Start

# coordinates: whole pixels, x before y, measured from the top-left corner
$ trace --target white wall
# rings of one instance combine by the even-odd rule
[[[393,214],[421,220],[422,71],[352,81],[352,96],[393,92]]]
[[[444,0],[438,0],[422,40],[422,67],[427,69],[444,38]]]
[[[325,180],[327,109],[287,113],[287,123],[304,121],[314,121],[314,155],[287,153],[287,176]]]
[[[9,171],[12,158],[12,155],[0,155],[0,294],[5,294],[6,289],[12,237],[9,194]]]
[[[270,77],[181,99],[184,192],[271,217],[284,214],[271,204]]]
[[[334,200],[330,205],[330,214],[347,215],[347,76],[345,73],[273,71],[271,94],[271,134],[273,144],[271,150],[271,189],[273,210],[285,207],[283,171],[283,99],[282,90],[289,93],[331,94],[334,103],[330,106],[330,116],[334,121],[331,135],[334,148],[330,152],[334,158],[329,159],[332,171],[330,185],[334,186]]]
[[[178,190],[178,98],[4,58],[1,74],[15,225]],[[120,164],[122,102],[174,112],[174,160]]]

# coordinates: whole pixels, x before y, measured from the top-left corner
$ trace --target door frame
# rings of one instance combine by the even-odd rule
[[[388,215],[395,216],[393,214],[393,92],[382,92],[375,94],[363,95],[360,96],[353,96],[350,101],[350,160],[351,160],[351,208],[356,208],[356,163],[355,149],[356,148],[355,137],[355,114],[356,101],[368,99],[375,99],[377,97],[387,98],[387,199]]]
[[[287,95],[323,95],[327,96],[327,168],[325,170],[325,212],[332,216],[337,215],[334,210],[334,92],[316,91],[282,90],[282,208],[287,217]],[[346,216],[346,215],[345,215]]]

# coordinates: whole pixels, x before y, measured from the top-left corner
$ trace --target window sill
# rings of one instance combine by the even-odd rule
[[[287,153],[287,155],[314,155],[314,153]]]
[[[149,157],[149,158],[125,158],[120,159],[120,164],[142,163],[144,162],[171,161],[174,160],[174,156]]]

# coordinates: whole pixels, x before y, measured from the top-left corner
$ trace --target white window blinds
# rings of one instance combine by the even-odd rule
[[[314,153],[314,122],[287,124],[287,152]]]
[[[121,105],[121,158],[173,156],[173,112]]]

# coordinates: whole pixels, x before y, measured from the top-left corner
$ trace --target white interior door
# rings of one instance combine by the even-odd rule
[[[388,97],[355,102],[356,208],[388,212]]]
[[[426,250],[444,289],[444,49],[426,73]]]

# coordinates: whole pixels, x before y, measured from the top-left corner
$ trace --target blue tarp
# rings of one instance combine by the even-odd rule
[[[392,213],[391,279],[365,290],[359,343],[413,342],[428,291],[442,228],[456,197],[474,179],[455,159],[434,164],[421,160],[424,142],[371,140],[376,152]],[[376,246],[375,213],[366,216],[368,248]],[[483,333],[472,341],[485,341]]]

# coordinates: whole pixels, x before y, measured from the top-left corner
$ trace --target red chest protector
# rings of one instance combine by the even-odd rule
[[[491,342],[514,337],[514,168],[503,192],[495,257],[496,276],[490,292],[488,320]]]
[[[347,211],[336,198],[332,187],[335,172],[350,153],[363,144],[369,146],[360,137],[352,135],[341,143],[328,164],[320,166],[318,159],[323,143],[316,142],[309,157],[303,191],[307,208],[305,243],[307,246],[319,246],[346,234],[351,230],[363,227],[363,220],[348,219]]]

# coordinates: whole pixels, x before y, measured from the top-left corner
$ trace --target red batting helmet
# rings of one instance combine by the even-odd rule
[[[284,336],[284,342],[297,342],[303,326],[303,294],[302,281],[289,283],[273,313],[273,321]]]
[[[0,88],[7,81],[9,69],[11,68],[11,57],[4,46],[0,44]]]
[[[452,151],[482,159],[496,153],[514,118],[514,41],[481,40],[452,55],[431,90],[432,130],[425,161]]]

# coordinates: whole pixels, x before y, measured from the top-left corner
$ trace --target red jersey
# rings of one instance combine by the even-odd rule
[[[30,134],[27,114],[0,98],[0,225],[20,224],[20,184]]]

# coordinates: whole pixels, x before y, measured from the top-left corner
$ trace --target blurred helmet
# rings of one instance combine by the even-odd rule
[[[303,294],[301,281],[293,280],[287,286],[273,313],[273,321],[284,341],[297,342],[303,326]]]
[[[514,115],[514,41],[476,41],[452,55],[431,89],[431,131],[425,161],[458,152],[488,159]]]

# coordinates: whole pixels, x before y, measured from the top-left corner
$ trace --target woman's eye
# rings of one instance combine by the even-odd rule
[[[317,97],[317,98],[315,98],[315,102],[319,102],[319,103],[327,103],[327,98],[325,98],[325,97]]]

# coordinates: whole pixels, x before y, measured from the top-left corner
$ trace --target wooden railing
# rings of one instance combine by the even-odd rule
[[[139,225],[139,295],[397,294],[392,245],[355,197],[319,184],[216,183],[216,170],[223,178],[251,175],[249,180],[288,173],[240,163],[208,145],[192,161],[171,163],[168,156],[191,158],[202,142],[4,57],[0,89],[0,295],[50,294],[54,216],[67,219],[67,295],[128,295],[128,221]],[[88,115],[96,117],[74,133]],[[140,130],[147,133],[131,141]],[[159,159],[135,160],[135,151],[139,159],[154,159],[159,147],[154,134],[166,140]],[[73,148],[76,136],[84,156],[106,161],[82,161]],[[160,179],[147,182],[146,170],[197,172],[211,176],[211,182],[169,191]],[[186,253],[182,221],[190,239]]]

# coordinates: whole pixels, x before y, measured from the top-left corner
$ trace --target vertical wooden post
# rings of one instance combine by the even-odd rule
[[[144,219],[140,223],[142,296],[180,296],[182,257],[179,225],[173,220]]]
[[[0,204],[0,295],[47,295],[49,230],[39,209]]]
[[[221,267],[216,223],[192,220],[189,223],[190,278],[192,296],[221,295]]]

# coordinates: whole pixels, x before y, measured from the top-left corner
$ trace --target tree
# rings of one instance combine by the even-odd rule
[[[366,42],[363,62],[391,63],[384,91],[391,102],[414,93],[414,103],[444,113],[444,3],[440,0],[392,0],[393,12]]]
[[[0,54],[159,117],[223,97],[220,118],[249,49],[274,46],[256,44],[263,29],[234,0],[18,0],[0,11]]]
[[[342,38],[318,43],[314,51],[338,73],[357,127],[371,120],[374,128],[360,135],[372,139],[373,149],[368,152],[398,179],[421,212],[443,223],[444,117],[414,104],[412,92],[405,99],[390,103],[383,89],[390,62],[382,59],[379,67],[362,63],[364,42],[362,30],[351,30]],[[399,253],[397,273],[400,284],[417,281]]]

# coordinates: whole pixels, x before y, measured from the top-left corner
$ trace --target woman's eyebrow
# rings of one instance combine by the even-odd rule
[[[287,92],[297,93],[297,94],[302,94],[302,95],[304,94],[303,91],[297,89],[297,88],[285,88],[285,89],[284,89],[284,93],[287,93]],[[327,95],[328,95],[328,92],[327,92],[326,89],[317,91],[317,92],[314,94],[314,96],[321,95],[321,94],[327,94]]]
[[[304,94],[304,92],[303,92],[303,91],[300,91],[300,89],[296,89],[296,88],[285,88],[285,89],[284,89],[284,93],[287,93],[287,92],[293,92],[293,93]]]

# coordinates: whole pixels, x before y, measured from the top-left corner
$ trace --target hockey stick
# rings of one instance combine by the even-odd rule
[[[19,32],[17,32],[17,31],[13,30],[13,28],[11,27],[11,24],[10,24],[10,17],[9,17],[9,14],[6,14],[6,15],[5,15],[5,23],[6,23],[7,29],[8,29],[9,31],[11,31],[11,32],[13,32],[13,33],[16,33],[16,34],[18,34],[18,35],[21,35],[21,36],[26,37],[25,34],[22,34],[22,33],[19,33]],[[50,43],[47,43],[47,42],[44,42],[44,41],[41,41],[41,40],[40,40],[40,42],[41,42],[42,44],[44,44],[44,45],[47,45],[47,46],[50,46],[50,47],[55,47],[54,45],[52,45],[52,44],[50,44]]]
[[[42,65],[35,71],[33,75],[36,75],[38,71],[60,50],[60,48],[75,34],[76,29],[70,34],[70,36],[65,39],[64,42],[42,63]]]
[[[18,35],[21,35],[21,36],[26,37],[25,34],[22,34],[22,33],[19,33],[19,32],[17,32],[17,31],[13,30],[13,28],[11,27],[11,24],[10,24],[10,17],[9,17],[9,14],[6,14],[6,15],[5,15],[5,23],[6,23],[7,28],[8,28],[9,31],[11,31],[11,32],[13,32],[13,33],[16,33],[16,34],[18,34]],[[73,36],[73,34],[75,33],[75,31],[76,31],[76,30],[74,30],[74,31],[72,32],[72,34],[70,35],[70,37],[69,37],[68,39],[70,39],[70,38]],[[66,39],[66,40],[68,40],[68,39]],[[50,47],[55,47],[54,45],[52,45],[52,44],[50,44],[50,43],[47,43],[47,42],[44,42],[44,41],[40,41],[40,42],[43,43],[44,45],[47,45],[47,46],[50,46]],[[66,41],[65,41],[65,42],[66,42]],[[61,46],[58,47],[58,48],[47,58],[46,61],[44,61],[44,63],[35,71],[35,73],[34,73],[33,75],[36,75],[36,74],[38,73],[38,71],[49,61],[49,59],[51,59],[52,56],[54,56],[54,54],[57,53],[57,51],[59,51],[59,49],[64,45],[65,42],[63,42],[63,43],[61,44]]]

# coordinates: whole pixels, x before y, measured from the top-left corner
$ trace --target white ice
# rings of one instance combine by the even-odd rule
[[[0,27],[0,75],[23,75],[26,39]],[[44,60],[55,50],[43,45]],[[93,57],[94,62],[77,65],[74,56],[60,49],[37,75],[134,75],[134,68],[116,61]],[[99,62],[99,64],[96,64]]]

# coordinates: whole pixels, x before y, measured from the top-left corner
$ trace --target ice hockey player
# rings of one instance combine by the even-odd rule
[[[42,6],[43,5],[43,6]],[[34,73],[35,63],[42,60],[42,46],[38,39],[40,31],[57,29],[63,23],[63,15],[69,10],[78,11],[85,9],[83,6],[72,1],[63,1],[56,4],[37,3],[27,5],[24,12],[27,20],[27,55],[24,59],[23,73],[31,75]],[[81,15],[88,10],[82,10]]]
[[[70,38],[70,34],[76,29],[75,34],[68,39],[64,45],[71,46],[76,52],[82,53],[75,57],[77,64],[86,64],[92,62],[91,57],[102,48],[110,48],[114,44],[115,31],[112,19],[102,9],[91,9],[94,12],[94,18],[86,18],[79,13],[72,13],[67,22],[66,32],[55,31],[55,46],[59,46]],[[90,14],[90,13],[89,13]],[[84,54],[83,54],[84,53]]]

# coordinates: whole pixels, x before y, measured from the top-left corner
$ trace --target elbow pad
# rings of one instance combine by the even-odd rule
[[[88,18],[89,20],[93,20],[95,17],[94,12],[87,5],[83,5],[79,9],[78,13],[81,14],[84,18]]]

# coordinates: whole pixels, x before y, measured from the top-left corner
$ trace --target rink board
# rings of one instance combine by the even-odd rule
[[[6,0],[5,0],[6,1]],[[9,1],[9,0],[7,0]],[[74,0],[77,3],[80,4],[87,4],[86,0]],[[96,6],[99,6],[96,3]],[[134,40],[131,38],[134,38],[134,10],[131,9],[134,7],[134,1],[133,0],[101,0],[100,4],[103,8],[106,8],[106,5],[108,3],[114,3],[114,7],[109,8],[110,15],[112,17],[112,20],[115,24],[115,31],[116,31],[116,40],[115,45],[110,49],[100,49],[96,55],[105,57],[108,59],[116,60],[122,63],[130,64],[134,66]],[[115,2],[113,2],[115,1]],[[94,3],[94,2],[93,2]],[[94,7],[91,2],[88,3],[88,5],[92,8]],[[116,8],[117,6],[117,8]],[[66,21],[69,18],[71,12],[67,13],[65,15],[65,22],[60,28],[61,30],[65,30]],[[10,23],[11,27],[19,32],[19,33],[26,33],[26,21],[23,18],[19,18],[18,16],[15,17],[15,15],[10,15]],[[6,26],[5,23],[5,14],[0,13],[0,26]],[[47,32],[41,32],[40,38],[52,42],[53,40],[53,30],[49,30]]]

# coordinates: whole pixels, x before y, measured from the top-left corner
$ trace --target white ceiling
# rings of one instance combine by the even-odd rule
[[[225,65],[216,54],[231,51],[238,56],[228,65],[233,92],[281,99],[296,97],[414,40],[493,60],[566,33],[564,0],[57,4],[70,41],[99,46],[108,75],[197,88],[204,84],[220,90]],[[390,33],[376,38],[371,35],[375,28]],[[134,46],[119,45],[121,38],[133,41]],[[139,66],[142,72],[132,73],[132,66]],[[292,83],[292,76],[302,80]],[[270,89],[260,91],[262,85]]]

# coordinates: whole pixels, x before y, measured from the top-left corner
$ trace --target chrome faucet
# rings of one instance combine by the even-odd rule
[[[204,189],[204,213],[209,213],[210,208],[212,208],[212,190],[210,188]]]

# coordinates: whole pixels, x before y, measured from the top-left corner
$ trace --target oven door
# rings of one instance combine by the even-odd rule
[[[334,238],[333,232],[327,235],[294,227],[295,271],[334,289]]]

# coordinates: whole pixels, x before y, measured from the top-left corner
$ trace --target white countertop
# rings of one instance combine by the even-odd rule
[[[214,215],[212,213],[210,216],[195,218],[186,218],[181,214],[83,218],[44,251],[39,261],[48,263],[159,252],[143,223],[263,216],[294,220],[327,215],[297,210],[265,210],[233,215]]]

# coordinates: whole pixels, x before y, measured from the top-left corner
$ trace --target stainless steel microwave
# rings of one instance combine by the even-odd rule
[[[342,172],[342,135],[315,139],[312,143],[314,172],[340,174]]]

End

OBJECTIVE:
Could you gather every line in the material above that contains the string "window"?

FULL ANSWER:
$ trace --target window sill
$ trace --target white window blinds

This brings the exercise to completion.